▸ **Exercise brief**: Please return every record exactly as it appears.

+-------+

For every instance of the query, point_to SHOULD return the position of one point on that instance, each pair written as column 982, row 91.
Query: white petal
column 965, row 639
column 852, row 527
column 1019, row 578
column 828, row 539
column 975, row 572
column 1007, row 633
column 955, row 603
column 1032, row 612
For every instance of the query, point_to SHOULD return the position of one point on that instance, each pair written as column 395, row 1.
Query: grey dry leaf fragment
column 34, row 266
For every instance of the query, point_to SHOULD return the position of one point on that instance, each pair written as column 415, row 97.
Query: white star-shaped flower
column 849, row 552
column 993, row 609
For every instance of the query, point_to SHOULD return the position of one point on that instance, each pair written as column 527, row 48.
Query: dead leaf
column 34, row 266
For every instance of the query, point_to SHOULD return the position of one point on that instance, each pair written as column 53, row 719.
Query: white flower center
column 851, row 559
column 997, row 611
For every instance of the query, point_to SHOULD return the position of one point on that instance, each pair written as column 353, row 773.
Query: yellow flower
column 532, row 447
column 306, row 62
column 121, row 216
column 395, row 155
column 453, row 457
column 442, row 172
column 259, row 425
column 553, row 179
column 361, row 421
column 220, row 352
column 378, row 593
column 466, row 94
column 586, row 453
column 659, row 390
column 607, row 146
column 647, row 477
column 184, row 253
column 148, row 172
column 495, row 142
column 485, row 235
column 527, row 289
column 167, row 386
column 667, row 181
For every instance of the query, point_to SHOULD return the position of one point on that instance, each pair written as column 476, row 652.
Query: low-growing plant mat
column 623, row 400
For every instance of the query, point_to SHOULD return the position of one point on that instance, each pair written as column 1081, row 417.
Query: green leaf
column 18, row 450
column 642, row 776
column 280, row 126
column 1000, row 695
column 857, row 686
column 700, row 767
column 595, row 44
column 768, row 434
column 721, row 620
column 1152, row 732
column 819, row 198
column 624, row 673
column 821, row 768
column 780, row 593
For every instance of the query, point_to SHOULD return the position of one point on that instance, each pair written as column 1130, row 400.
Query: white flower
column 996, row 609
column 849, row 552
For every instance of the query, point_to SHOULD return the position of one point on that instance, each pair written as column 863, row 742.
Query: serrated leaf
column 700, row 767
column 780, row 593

+-------+

▸ **Problem solution**:
For every instance of the query, point_to SHOULD return the position of one point on that instance, each pair written as column 982, row 91.
Query: white petal
column 965, row 639
column 852, row 527
column 1019, row 578
column 828, row 539
column 975, row 572
column 1007, row 633
column 955, row 603
column 1032, row 612
For every instance of the query, point_to SHOULD return the position of one point on that instance, each pair written as column 395, row 1.
Query: grey dry leaf fragment
column 34, row 266
For every instance of the query, point_to SHOULD return the position of one point on that instance, each pair written as column 415, row 97.
Query: white star-shaped flower
column 849, row 552
column 993, row 609
For every instance of the query, point_to SHOULD return the position of one point on that instance, each pair written as column 527, row 48.
Query: dead leaf
column 34, row 266
For every instance of the query, point_to SHOULD return the position of one point on that instance, each pair written as column 53, row 719.
Query: white flower center
column 851, row 559
column 997, row 611
For every instance of the query, point_to SHOULD return the position of one point on that instance, each pair written as column 353, row 773.
Query: yellow flower
column 532, row 447
column 306, row 62
column 121, row 216
column 395, row 155
column 453, row 457
column 442, row 172
column 259, row 425
column 553, row 179
column 361, row 421
column 220, row 352
column 378, row 593
column 466, row 94
column 586, row 453
column 659, row 390
column 607, row 146
column 647, row 477
column 184, row 253
column 148, row 172
column 495, row 142
column 485, row 235
column 527, row 289
column 167, row 386
column 667, row 181
For every instance of the query, point_to SHOULD return the position of one point on that instance, each pair written as column 476, row 652.
Query: low-growing plant mat
column 623, row 400
For every instance of the query, point_to SHOULD return the position of one point on that instance, each pair written as column 1081, row 417.
Query: green leaf
column 18, row 450
column 642, row 776
column 280, row 126
column 1000, row 695
column 857, row 686
column 700, row 767
column 595, row 44
column 768, row 434
column 721, row 620
column 1152, row 732
column 819, row 198
column 624, row 673
column 821, row 768
column 780, row 593
For every instance of the query, point_to SHOULD return the position of one point on that instance, each pair written as column 1130, row 400.
Query: white flower
column 996, row 609
column 849, row 552
For every instance of the query, point_to SHOULD return the position of one point on that instance, each pair written as column 863, row 742.
Query: serrated leaf
column 700, row 767
column 780, row 593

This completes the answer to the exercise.